Exercise brief: Quote the passage below about Zaïko Langa-Langa in full, word for word.

Excerpt to read:
- - - -
The other day I stumbled across my copy of Zaïre-Ghana (RetroAfric), a sparkling 1993 CD collecting tracks that the remarkable Congolese band Zaïko Langa-Langa cut in 1976. I’ve been a fan of Congolese rumba since encountering the work of bandleader Francois Luambo Luanzo Makiadi (aka Franco) about 15 years ago, and as I broadened my awareness of the tradition, Zaïko Langa-Langa hit me with an immediacy that few bands could match. Formed in 1970, this upstart group had a more compact lineup and focused on a guitar-dominated sound, without the horn section that seemed ubiquitous in earlier Congolese pop.
I’m especially fond of the album’s bubbly, infectious opening cut, “Zaïko Wa Wa,” which is why I’ve chosen it as today’s 12 O’Clock Track. The tune opens with an ebullient melody and joyful group vocals, then moves into the sembene section that traditionally concludes a Congolese rumba tune—an extended opportunity for improvisation where the band gives the dancers what they want, settling into the more familiar rhythmic patterns of the genre after staking out its own turf during the first section. And as you can hear below, Zaïko Langa-Langa definitely marked its own territory.
- - - -
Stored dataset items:
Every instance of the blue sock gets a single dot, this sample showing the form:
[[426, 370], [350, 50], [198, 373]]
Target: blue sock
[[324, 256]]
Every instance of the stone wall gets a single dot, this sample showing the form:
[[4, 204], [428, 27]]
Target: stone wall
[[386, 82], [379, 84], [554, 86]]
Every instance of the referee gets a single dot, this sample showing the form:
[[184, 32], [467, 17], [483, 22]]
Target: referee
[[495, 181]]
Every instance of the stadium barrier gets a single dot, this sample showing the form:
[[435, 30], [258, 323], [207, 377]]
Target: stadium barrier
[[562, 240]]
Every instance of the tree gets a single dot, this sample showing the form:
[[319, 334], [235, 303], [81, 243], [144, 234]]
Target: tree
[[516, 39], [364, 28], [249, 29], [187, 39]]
- - - -
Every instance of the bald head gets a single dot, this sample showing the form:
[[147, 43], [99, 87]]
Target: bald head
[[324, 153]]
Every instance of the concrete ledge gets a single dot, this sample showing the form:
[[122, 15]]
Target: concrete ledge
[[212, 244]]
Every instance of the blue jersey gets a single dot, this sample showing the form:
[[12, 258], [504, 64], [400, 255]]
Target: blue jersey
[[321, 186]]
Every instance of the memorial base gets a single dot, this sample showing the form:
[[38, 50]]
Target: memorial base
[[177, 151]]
- - - -
Problem solution:
The other day I stumbled across my copy of Zaïre-Ghana (RetroAfric), a sparkling 1993 CD collecting tracks that the remarkable Congolese band Zaïko Langa-Langa cut in 1976. I’ve been a fan of Congolese rumba since encountering the work of bandleader Francois Luambo Luanzo Makiadi (aka Franco) about 15 years ago, and as I broadened my awareness of the tradition, Zaïko Langa-Langa hit me with an immediacy that few bands could match. Formed in 1970, this upstart group had a more compact lineup and focused on a guitar-dominated sound, without the horn section that seemed ubiquitous in earlier Congolese pop.
I’m especially fond of the album’s bubbly, infectious opening cut, “Zaïko Wa Wa,” which is why I’ve chosen it as today’s 12 O’Clock Track. The tune opens with an ebullient melody and joyful group vocals, then moves into the sembene section that traditionally concludes a Congolese rumba tune—an extended opportunity for improvisation where the band gives the dancers what they want, settling into the more familiar rhythmic patterns of the genre after staking out its own turf during the first section. And as you can hear below, Zaïko Langa-Langa definitely marked its own territory.